**USING THE INFORMATION:**
[A] From the blog post about India, copy the stretch from "as per request" through "for its smells." word for word.
[B] In the blog post about India, how fast is the autorickshaw ride said to go?
[C] Continue the blog post about India from where it stops.

Sunday, January 9, 2011

as per request

it smells like:

Each inhale is different.  Sometimes it smells like sewage and shit but my next breath will be sandalwood incense.  Othertimes I breathe in fried fresh samosas, heaps of garbage, body odor, brewing chai, the clean halls of Tagore, nosefuls of dirt.  When I first came, I remember the night had a distinct smell, neither pleasant nor unpleasant, just foreign.  I cannot smell it anymore, and I think about how Sandy told me that as soon as I start breathing the air, I'm taking India into my cells and changing my deepest biology. There is nothing subtle about india, and this is especially true for its smells.

it feels like:

having dirt in your shoes, cold showers, burning showers, freezing morning bike rides, nausea, sleeping on a hard bed made of hay, henna squeezed onto your palms from a tiny tube, soft thin loose clothes against your skin, always needing a nap, breathing harsh air into your lungs, speeding through campus on a flimsy bike, dodging traffic with the wind on your face, going faster than you would have dared to back home.  It feels like my jeans growing too tight, it feels like a pain in my foot from a tough yoga pose, it feels like an autorickshaw ride through Indian traffic with music blaring and the world spinning out around you dangerously at forty miles an hour.

**THE DATA:**

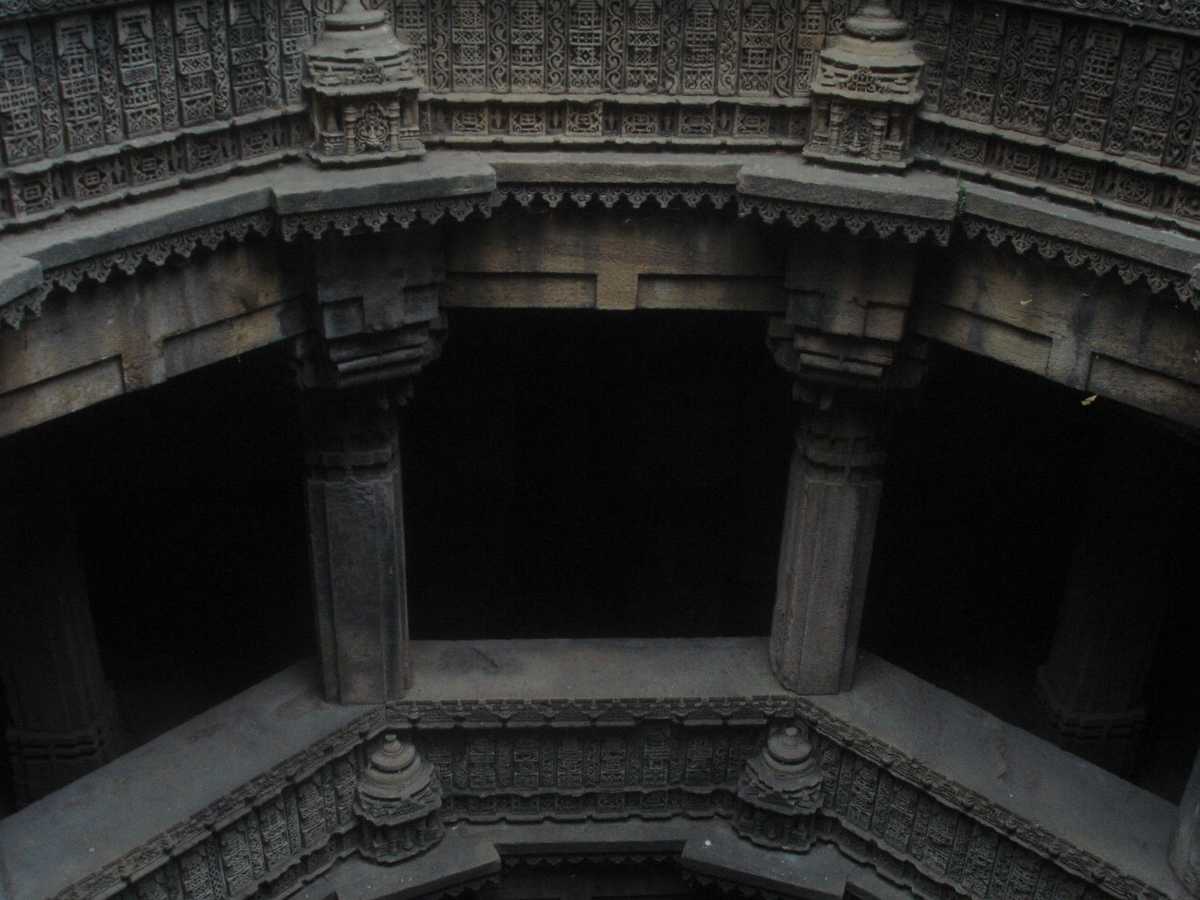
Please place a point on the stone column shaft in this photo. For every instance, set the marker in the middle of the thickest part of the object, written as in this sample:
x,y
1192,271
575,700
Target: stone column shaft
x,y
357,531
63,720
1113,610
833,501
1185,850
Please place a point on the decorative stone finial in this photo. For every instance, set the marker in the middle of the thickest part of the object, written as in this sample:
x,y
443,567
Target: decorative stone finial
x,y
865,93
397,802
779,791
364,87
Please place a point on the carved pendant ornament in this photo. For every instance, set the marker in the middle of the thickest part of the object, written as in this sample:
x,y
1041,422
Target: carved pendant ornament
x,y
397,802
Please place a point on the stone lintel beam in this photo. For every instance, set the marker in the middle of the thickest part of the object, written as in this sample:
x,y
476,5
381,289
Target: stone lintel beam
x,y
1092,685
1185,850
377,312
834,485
==
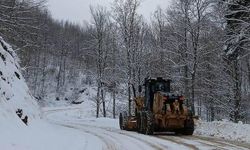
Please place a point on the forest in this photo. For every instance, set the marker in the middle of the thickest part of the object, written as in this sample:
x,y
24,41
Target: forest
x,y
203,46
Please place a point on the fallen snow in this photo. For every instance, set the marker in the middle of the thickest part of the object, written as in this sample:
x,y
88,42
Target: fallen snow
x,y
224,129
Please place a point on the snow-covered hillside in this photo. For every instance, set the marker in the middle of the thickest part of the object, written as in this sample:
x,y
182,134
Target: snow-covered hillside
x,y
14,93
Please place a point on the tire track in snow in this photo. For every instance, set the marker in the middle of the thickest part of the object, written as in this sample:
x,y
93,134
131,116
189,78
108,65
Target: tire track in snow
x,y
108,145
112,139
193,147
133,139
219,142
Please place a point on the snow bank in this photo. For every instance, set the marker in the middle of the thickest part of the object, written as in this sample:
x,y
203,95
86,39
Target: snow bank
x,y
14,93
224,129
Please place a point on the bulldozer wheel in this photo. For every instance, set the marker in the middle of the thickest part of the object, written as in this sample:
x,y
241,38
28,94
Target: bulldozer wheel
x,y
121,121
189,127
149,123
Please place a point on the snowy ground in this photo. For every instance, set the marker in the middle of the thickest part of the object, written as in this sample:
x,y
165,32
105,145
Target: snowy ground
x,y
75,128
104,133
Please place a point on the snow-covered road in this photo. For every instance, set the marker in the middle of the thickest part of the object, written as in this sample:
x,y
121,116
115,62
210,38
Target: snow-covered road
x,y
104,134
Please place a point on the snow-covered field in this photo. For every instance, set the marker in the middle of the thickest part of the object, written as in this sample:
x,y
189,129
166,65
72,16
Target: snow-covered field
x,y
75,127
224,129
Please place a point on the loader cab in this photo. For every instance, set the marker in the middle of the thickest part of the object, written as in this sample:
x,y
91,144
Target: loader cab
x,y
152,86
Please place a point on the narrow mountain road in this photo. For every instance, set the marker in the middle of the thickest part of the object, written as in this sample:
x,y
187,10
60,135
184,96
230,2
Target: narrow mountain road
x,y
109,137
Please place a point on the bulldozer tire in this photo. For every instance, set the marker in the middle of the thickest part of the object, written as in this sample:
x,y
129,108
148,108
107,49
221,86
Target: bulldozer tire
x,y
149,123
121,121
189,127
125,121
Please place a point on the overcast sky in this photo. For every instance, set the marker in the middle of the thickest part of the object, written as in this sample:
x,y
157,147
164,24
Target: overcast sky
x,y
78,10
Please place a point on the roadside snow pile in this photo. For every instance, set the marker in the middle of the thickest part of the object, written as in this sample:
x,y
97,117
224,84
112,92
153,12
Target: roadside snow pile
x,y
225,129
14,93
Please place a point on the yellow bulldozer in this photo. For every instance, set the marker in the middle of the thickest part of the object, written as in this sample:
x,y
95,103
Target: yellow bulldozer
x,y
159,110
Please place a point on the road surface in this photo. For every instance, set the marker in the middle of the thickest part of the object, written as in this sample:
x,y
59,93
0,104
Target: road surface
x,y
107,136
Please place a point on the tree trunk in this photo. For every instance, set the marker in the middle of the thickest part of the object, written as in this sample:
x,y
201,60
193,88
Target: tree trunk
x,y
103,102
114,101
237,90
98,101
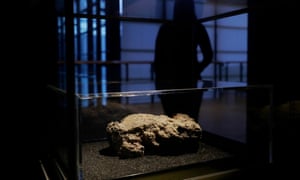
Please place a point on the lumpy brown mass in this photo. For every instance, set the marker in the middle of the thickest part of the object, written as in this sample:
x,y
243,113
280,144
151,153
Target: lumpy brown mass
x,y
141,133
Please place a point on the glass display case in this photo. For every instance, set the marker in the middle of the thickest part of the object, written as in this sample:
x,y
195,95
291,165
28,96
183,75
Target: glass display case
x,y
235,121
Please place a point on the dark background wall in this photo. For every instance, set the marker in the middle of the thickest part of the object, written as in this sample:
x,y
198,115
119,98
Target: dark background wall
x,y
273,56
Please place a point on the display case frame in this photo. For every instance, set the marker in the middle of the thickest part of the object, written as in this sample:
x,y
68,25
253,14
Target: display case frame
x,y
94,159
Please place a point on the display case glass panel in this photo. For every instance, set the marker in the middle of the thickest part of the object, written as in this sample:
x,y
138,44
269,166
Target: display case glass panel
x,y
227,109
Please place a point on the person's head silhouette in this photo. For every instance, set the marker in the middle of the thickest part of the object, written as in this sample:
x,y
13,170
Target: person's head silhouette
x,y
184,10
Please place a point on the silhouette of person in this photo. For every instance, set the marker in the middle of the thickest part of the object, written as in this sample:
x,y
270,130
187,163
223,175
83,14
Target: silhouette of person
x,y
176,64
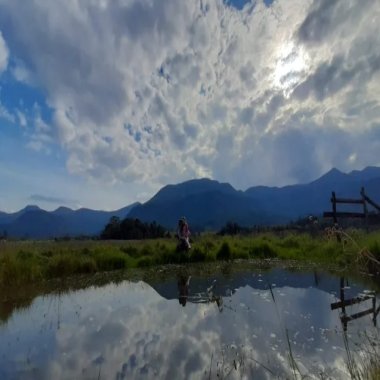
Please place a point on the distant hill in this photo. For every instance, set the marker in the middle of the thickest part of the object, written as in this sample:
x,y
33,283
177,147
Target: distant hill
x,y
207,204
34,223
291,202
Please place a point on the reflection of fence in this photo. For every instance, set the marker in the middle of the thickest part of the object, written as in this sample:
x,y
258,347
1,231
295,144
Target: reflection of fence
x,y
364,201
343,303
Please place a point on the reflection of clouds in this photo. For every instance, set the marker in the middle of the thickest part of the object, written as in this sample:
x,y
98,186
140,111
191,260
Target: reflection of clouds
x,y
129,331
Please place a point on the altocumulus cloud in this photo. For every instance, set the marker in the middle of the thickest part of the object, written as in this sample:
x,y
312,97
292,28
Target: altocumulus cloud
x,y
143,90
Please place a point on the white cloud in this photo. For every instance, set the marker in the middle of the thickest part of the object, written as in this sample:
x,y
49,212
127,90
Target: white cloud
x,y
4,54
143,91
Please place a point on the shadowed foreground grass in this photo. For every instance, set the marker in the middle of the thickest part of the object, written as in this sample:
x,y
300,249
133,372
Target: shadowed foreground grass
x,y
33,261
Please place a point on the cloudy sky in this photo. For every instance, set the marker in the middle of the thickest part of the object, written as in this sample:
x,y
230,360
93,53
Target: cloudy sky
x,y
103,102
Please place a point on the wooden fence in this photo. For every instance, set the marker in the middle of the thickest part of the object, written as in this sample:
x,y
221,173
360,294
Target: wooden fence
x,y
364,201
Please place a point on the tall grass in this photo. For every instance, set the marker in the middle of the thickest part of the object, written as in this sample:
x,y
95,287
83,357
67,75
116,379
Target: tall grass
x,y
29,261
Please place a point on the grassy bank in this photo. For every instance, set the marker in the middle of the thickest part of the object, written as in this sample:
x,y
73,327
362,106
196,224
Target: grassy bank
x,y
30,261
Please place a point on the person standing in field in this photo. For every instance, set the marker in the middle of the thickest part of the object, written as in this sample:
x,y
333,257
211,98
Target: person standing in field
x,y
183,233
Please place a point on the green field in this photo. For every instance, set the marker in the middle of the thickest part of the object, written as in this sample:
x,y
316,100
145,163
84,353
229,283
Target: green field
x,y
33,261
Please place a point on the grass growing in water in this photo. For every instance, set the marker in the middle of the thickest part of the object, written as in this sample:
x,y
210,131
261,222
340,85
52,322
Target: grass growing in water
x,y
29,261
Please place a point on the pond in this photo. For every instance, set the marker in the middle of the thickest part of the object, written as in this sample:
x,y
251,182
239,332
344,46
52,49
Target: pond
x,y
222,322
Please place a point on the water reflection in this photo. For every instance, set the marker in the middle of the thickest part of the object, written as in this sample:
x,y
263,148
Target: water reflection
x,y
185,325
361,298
* * *
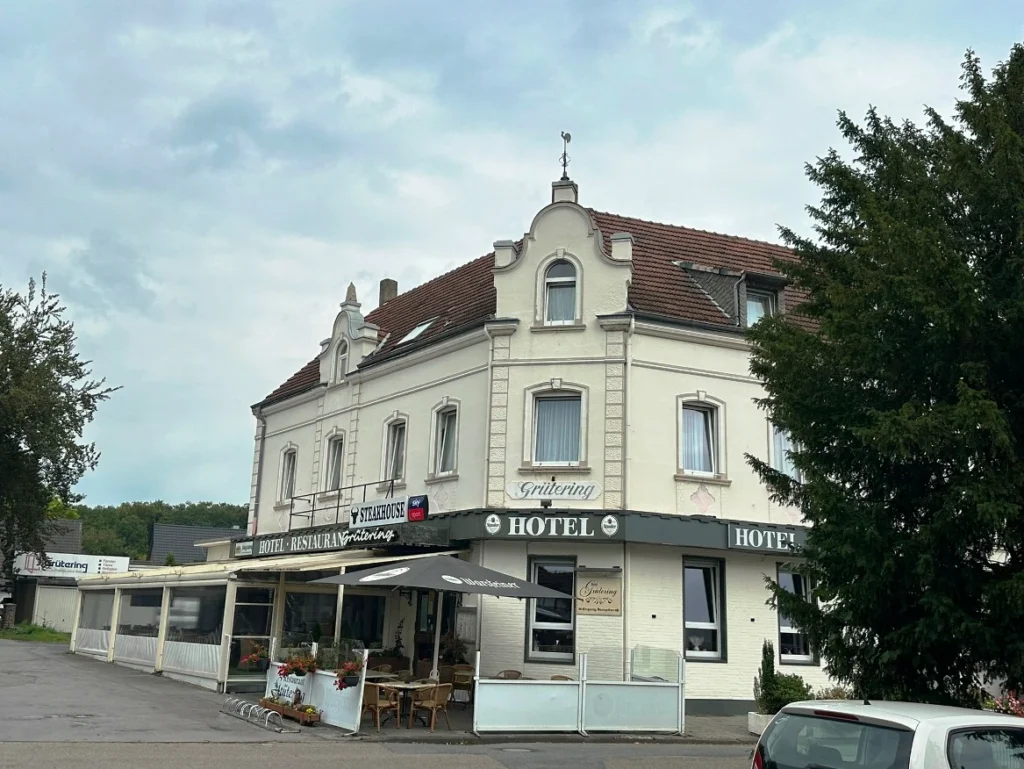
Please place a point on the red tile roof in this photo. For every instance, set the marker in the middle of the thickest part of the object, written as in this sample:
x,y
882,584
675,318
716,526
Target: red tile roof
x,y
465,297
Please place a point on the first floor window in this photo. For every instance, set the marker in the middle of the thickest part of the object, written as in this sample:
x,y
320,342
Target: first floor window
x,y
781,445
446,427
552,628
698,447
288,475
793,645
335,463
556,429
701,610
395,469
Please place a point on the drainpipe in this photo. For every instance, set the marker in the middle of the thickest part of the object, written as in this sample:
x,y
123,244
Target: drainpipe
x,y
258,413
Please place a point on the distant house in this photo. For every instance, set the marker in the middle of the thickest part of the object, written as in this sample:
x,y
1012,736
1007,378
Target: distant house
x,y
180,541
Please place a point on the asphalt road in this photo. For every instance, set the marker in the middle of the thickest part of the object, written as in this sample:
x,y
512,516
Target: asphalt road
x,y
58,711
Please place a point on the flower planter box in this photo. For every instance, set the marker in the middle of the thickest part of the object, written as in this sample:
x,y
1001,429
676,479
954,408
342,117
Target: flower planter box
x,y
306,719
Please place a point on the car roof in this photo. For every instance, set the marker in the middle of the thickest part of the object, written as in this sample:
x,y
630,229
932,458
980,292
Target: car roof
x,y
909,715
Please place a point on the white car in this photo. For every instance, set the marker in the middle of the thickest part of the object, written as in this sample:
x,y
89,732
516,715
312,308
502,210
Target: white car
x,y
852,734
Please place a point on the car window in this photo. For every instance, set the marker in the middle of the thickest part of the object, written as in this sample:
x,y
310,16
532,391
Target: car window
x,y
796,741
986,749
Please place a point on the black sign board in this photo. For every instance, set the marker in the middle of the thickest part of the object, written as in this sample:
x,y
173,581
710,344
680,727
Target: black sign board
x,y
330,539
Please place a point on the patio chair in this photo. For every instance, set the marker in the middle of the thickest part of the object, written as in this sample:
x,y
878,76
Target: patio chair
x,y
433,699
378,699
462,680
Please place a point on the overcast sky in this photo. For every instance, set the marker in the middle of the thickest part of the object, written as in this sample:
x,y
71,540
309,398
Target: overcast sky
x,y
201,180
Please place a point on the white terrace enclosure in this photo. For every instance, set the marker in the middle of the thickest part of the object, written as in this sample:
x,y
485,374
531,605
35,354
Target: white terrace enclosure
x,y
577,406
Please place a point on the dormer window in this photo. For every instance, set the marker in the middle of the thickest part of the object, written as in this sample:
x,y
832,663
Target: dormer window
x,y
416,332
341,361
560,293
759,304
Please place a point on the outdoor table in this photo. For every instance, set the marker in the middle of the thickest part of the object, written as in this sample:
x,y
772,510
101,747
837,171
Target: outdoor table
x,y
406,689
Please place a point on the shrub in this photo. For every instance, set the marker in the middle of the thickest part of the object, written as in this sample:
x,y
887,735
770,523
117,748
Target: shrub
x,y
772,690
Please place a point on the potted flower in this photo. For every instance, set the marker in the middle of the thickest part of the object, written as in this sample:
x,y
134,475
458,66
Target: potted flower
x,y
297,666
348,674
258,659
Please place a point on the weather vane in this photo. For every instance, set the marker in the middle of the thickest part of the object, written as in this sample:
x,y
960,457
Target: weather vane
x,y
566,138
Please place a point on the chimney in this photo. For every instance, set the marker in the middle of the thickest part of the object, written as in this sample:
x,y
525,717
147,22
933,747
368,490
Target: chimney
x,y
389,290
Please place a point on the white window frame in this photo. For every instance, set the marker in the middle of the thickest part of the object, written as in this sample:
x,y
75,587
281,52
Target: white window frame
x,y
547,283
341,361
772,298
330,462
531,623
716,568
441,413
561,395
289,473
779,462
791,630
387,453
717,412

**EXERCISE ANSWERS:**
[A]
as per request

it smells like:

Each inhale is different.  Sometimes it smells like sewage and shit but my next breath will be sandalwood incense.  Othertimes I breathe in fried fresh samosas, heaps of garbage, body odor, brewing chai, the clean halls of Tagore, nosefuls of dirt.  When I first came, I remember the night had a distinct smell, neither pleasant nor unpleasant, just foreign.  I cannot smell it anymore, and I think about how Sandy told me that as soon as I start breathing the air, I'm taking India into my cells and changing my deepest biology. There is nothing subtle about india, and this is especially true for its smells.

[B] Forty miles an hour.

[C]
Right now we have just returned from a long day of touring with the whole group - a scavanger hunt across the city.  I am sitting alone on the front balcony listening to Tracy Chapman and the murmurs of other students inside.  India is daunting, my feet are dirty, and I can only see one star through all this pollution.  It smells like chapstick and burnt food.  I will be staying in Tagore, officially, and I am regretting this decision.  Even so, I will put off unpacking.  I am not yet quite ready to settle.

I hope this helps, Mom.  Sorry to not send a more personal email, but I'm into this blogging idea right now and want to explore it a bit (you're also probably the only person reading this regularly).  So much love to everyone back home.